Description of the task: Copy out every line of the material below that contains the string "hanging", matching case exactly.

Records for this exercise:
= = = = = = =

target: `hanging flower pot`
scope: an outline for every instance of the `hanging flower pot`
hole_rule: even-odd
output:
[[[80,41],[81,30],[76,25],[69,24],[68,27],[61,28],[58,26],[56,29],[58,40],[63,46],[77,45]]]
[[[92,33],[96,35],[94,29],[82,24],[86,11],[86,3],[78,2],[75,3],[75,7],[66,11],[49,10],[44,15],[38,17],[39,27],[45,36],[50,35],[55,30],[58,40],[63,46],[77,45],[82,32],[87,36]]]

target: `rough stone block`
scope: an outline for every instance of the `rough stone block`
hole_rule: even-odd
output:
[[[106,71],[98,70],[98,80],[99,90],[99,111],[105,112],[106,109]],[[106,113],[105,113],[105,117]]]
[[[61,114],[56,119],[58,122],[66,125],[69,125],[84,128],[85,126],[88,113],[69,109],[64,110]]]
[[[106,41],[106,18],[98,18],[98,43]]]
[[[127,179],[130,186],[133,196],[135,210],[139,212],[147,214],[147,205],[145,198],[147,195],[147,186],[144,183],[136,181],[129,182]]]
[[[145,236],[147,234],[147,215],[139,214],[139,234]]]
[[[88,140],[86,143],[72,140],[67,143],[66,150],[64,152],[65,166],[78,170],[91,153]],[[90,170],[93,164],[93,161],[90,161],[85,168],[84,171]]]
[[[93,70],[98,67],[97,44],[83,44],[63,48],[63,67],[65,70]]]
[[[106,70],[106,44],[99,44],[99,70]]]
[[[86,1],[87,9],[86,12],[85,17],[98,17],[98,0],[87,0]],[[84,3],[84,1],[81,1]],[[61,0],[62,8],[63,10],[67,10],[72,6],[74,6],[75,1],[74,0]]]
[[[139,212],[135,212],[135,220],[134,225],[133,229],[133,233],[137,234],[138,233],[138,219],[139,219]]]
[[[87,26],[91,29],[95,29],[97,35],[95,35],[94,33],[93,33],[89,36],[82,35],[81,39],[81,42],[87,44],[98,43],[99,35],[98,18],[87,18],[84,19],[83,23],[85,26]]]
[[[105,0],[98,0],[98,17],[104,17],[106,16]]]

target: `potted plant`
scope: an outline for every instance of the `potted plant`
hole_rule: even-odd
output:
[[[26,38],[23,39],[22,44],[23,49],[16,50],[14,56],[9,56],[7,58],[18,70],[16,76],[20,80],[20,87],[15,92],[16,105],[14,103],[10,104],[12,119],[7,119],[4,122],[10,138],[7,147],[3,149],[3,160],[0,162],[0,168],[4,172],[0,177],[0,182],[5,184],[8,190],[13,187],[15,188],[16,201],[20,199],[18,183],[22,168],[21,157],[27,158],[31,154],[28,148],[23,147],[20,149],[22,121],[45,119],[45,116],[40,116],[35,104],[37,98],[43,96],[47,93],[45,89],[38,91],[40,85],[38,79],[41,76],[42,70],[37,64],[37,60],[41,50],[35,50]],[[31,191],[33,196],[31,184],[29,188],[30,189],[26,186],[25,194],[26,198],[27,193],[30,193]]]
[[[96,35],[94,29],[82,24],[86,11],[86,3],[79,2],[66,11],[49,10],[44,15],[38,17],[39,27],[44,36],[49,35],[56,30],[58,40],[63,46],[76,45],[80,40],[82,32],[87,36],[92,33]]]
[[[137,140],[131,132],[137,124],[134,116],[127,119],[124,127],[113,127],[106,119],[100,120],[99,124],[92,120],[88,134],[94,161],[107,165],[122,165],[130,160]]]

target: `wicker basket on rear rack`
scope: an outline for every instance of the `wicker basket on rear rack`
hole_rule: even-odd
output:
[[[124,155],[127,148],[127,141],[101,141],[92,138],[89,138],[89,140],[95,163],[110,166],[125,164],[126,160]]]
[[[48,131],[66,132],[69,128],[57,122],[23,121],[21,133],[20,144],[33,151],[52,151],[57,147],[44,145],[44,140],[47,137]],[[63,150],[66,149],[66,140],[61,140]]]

= = = = = = =

Exercise solution:
target: `hanging flower pot`
scope: an outline for every instance of the `hanging flower pot`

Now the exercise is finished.